What you will do:
Find the line that contains "the dark suit jacket" in the entries below. Output it and each later line exactly, and nothing else.

Dataset rows:
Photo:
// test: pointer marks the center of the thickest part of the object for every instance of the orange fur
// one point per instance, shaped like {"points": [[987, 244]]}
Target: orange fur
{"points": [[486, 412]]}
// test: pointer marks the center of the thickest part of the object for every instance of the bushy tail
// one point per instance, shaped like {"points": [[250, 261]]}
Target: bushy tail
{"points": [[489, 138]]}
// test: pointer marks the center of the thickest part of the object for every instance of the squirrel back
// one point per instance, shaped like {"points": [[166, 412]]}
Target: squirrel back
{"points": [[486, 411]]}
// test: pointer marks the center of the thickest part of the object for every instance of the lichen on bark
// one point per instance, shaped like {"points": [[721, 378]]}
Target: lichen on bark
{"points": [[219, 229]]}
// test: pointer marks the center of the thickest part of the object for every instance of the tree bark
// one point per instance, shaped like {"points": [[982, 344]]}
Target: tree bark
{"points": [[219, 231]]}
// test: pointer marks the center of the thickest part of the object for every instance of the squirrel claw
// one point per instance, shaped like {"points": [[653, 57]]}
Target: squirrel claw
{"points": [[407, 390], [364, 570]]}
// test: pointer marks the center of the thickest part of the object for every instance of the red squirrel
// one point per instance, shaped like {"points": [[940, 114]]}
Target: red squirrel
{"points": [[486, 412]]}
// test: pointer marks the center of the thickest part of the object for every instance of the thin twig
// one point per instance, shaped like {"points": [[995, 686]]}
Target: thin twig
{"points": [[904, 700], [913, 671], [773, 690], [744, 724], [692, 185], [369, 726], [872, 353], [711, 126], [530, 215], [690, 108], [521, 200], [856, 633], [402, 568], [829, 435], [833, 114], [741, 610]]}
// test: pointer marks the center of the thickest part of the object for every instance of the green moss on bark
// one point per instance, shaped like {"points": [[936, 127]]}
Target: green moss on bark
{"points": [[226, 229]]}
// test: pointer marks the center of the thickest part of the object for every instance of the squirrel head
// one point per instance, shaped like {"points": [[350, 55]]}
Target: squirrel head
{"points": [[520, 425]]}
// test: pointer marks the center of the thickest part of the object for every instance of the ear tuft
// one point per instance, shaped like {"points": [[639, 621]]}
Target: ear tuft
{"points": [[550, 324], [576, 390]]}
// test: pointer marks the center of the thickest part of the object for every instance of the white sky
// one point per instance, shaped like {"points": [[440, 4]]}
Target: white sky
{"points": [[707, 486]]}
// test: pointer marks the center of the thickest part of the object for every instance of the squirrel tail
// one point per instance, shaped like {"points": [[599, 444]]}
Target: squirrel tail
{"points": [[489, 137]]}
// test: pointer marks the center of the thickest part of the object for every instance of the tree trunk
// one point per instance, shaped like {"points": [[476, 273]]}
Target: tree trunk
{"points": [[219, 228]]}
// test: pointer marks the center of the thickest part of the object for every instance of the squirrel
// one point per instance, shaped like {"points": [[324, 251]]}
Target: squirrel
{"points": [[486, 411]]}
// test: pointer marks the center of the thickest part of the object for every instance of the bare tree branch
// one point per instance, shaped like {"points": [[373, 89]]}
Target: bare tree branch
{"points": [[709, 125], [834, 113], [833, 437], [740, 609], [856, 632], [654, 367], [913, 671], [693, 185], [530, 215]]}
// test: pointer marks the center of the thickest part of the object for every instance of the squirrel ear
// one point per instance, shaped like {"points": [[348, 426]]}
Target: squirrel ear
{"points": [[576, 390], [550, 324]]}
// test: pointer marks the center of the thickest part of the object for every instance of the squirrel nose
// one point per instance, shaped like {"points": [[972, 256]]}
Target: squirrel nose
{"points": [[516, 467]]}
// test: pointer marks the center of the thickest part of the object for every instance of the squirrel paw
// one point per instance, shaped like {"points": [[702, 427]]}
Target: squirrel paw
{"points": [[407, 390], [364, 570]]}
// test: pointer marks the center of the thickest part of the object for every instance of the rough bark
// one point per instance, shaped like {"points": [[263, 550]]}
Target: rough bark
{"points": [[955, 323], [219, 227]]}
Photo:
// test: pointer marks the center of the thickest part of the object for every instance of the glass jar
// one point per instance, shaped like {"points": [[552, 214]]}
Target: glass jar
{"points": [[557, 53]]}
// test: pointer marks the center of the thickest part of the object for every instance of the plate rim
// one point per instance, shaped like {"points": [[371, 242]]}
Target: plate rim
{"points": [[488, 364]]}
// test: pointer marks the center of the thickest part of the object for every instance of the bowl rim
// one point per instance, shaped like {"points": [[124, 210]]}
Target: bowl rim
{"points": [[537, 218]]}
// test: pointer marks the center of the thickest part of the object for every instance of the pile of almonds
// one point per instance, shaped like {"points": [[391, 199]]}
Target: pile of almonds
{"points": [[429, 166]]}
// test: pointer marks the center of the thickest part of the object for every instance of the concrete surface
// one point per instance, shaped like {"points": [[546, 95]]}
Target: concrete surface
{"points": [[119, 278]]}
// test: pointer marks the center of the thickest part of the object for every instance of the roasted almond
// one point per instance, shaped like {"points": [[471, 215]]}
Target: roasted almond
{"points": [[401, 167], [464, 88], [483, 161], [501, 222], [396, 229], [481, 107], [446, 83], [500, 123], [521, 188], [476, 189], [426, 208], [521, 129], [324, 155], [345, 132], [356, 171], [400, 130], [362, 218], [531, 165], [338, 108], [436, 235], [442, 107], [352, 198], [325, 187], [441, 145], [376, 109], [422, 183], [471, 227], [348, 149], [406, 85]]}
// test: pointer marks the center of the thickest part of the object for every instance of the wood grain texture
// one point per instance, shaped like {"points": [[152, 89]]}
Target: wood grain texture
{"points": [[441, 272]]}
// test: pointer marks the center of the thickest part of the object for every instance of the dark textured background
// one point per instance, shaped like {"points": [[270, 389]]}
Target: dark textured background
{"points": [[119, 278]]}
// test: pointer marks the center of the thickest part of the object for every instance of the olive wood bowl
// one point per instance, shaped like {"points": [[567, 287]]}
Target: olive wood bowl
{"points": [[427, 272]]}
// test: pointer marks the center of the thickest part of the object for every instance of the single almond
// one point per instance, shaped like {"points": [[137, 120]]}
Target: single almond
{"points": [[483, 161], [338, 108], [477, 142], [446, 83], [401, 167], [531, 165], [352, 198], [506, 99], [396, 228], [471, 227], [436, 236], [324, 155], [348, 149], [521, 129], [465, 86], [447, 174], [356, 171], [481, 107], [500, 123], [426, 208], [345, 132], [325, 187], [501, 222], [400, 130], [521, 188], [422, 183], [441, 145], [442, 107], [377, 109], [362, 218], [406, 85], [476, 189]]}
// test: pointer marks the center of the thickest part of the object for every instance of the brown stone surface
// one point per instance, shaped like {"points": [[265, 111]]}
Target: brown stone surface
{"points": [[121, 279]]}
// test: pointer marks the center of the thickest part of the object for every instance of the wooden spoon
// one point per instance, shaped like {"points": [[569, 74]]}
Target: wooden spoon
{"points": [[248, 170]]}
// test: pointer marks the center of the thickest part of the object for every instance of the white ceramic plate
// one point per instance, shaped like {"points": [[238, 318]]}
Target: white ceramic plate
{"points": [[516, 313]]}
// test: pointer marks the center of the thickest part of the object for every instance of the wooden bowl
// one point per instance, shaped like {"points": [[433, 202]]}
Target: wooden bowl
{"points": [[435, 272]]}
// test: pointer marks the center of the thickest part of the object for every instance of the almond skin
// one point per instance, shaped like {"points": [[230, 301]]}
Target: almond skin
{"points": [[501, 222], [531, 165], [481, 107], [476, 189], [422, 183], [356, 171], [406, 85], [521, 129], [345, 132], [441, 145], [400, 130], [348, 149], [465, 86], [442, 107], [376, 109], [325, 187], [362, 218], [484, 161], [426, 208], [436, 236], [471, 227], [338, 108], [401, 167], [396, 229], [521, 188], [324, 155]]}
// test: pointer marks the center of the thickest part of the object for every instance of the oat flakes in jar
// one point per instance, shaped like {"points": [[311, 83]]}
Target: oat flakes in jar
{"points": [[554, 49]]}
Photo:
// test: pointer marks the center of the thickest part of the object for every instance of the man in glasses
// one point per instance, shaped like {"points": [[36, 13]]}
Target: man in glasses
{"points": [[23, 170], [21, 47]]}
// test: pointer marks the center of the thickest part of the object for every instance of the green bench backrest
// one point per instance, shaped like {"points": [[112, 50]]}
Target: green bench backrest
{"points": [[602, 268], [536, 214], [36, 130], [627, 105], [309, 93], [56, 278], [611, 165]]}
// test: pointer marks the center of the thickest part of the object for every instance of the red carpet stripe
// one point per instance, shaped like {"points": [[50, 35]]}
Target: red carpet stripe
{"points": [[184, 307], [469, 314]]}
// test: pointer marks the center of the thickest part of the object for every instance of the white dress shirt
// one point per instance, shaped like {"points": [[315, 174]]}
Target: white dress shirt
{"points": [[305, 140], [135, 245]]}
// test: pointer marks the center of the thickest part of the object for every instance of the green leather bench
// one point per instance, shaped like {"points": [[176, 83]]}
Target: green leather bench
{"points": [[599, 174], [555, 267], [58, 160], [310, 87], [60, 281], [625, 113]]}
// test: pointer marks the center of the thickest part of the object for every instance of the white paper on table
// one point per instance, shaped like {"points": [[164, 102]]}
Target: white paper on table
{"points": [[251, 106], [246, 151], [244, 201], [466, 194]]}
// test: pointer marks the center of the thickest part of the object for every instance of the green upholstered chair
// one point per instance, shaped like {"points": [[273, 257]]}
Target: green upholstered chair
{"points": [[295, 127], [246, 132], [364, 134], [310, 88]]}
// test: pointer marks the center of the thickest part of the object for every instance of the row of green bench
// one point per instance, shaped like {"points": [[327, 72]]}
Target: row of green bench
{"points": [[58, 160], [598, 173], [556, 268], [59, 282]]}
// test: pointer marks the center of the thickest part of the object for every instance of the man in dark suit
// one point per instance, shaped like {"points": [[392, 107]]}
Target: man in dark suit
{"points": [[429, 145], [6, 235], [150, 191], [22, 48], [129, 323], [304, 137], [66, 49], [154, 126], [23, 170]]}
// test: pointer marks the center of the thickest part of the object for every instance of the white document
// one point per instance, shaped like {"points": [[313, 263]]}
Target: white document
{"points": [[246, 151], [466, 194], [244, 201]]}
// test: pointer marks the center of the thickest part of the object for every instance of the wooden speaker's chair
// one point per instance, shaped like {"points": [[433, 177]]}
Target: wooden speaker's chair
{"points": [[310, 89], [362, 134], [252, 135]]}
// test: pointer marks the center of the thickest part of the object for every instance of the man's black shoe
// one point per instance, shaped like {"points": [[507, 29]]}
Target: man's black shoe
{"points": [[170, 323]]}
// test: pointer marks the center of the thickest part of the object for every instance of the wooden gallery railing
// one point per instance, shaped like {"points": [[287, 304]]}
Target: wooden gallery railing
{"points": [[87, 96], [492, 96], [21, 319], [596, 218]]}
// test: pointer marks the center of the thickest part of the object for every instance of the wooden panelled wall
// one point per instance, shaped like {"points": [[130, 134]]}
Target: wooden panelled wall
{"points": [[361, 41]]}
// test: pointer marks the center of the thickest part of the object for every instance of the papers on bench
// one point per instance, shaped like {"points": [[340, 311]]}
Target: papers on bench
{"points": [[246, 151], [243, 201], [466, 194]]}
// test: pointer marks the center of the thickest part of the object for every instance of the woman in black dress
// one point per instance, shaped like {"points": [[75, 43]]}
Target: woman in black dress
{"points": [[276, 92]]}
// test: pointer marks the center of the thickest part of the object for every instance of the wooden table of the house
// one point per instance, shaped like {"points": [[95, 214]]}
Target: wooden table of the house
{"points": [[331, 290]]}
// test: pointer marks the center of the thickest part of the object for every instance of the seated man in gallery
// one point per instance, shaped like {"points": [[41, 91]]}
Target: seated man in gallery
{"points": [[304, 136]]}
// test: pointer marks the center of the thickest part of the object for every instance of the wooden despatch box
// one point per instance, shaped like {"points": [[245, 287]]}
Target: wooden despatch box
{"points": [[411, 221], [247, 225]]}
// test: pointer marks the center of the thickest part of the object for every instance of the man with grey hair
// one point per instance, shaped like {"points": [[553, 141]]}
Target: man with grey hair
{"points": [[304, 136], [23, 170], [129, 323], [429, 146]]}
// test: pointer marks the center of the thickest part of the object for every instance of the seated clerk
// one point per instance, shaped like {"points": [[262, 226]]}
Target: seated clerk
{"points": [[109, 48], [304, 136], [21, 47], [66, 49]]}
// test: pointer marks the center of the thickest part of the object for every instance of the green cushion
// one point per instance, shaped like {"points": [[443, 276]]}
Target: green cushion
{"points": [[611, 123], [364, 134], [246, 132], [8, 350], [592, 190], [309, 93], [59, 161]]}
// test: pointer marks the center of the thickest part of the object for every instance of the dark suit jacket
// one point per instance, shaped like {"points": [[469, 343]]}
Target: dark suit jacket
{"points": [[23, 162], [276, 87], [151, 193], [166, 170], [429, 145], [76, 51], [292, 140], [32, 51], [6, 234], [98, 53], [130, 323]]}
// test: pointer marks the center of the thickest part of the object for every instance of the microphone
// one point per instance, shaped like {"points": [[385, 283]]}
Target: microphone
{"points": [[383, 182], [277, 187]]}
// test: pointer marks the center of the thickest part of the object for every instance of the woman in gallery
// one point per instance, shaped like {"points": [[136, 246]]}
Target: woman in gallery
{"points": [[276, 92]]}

Answer in full:
// test: pointer marks the center of the thickest part of the object for every instance of the dark suit jacket
// one point per instance, shaped like {"points": [[469, 343]]}
Target: dark suit jacket
{"points": [[23, 162], [276, 87], [151, 193], [166, 170], [429, 145], [76, 51], [292, 140], [32, 51], [6, 234], [98, 53], [130, 323]]}
// test: pointer marks the center of the thickest part of the object for every instance of the microphone
// one point per instance, shaped like {"points": [[385, 283]]}
Target: microphone
{"points": [[383, 182], [277, 187]]}
// test: pointer marks the center of the thickest part of the object for every instance of the woman in gallery
// one point per instance, shaped like {"points": [[136, 246]]}
Target: woman in gallery
{"points": [[276, 92]]}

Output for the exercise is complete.